▶ **Given exercise**:
Reproduce all the entries precisely.

(Dataset excerpts on object pointing)
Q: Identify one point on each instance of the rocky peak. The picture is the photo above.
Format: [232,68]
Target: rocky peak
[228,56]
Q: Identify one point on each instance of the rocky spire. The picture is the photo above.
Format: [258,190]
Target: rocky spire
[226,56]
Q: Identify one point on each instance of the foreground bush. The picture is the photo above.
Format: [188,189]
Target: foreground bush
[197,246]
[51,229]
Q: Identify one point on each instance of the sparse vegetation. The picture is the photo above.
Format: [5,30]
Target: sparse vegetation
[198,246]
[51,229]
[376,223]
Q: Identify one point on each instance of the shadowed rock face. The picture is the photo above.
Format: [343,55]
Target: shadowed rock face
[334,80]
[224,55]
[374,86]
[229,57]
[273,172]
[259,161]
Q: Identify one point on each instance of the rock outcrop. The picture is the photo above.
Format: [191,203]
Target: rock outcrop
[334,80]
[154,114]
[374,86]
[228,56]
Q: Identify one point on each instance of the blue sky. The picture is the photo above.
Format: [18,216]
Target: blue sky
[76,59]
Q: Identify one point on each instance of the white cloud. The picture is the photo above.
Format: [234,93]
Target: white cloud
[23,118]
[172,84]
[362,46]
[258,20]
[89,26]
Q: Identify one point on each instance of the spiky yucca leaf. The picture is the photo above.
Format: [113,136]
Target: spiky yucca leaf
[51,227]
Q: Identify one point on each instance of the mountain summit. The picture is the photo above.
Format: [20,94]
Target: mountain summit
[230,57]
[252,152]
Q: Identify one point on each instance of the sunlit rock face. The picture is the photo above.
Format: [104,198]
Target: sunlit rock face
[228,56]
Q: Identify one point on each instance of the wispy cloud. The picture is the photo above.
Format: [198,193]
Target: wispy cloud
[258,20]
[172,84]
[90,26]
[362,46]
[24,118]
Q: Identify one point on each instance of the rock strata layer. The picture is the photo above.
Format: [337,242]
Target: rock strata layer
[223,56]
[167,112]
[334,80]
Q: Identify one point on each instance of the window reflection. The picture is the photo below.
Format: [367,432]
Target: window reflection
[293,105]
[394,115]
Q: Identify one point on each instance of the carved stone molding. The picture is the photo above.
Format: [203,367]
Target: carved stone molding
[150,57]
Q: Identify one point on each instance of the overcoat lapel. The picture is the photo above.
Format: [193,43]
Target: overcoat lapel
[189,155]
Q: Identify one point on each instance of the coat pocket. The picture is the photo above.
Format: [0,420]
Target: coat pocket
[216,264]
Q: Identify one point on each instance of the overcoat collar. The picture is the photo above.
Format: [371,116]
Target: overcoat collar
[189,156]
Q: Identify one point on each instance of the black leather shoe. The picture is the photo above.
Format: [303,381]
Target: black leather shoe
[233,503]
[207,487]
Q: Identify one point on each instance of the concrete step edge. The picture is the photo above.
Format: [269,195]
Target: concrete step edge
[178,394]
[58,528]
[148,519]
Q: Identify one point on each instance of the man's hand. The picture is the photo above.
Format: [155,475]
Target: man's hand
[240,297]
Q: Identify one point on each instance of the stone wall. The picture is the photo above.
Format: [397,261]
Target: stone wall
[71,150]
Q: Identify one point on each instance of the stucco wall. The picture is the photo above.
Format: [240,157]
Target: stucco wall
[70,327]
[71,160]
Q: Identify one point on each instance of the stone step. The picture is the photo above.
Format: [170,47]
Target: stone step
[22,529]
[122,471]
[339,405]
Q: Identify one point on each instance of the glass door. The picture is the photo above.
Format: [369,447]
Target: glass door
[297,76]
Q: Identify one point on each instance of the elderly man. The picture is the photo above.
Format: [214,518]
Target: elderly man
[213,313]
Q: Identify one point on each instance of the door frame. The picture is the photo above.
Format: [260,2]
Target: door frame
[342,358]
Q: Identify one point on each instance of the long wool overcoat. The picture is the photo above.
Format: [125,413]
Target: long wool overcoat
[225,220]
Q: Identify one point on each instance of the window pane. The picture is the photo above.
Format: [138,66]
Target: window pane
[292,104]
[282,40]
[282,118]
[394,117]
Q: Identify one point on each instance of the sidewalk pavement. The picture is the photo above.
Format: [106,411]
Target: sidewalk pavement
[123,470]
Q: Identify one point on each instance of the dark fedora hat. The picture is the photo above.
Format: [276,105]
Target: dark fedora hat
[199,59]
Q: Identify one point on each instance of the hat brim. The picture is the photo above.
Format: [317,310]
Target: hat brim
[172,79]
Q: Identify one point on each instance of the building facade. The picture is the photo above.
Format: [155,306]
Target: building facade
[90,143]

▶ **Correct result**:
Q: Identify one point on each instance of the rocky peak. The picture is the photo above.
Format: [232,68]
Target: rocky peak
[228,56]
Q: Identify one point on each instance of the rocky spire. The picture is the photo above.
Format: [258,190]
Target: rocky spire
[226,56]
Q: Identify one point on each instance of the foreground bush. The picture is the photo above.
Format: [188,189]
Target: foreground bush
[197,246]
[51,229]
Q: Identify one point on each instance of the sparse vegetation. The picture is the photo above.
Format: [5,30]
Target: sparse vegetation
[198,246]
[51,229]
[376,223]
Q: Identify one point on each instance of the shadowed rock face. The picture is the photo above.
Format: [343,55]
Target: shadowed rock face
[334,80]
[224,55]
[374,86]
[229,57]
[273,172]
[259,161]
Q: Identify one point on each instance of the rock outcrop. The picture is the photo above.
Format: [191,203]
Target: rock outcrop
[334,80]
[154,114]
[374,86]
[228,56]
Q: Identify one point on each instance of the blue sky. The picture is the photo above.
Format: [18,216]
Target: blue sky
[76,59]
Q: Identify one point on each instance of the white cloud. The picture is the photo above.
Format: [234,93]
Target: white cloud
[23,118]
[172,84]
[362,46]
[258,20]
[89,26]
Q: Identify one point on each instance of the spiky yucca leaf. The picture is the photo above.
Format: [113,136]
Target: spiky yucca leaf
[51,227]
Q: Identify one point on each instance of the mountain summit. The picture is the photo above.
Format: [20,94]
Target: mountain summit
[230,57]
[252,152]
Q: Identify one point on each instance of the sunlit rock face. The picture is the photo above.
Format: [104,198]
Target: sunlit rock face
[228,56]
Q: Identify one point on each instance of the wispy cloud. The picture is the photo above.
Format: [198,193]
Target: wispy cloud
[258,20]
[172,84]
[90,26]
[362,46]
[24,118]
Q: Identify one point on each instance of the rock strata layer. The picture is the photo above.
Format: [337,242]
Target: rock strata layer
[223,56]
[167,112]
[334,80]
Q: Identify one point on each instance of the window reflection. The picture is the photo below.
Format: [367,432]
Target: window reflection
[293,105]
[394,115]
Q: Identify one point on each instance of the carved stone molding. The picture is the photo above.
Format: [203,367]
Target: carved stone molding
[150,57]
Q: Identify one point on each instance of the overcoat lapel. The picture is the photo above.
Format: [193,43]
Target: overcoat lapel
[189,155]
Q: Identify one point on each instance of the coat pocket. The picture is the photo above.
Format: [0,420]
Target: coat pocket
[216,264]
Q: Identify one point on each instance of the overcoat collar. The picture is the photo above.
Format: [371,116]
Target: overcoat collar
[189,156]
Q: Identify one point on each instance of the black leather shoe. The picture is the photo above.
Format: [303,381]
Target: black leather shoe
[233,503]
[207,487]
Q: Identify one point on each instance of the concrete step edge. The picture is the photo above.
Format: [269,195]
Target: concrete step edge
[178,394]
[58,528]
[148,519]
Q: Identify one point on each instance of the man's hand. The picture is the photo above.
Format: [155,475]
Target: man's hand
[240,297]
Q: Identify one point on each instance of the stone wall. The picture is the photo above.
Format: [397,261]
Target: stone wall
[71,150]
Q: Identify one point on each instance of the stucco wall. The picture is the photo above.
Format: [240,157]
Target: stucco wall
[70,327]
[71,160]
Q: Identify one point on each instance of the stone step. The picture is the photo above.
Format: [170,47]
Target: stone step
[22,529]
[122,471]
[339,405]
Q: Identify one point on each instance of the glass door. The picture is the photo above.
Format: [369,447]
Target: glass door
[297,76]
Q: Identify one point on each instance of the elderly man. The picture is the photo above.
Format: [214,518]
Target: elderly man
[213,313]
Q: Identify one point on each instance of the door frame. The picture is the photo above.
Format: [260,2]
Target: door frame
[342,358]
Q: Identify one point on each instance of the long wool overcoat. The picture is the photo above.
Format: [125,413]
Target: long wool overcoat
[225,220]
Q: Identify one point on each instance of the window pane. The picture is the photo above.
Format: [138,66]
Target: window pane
[292,104]
[282,40]
[282,118]
[394,117]
Q: Identify one point on each instance of the sidewalk pavement. The picture is the photo above.
Format: [106,411]
Target: sidewalk pavement
[123,470]
Q: Identify one point on each instance of the dark fedora hat. The picture is the photo above.
Format: [276,105]
Target: dark fedora hat
[199,59]
Q: Identify one point on each instance of the hat brim. The picture is the photo above.
Format: [317,310]
Target: hat brim
[172,79]
Q: Identify one point on each instance of the building facade. The picture is the photo above.
Format: [155,306]
Target: building facade
[90,143]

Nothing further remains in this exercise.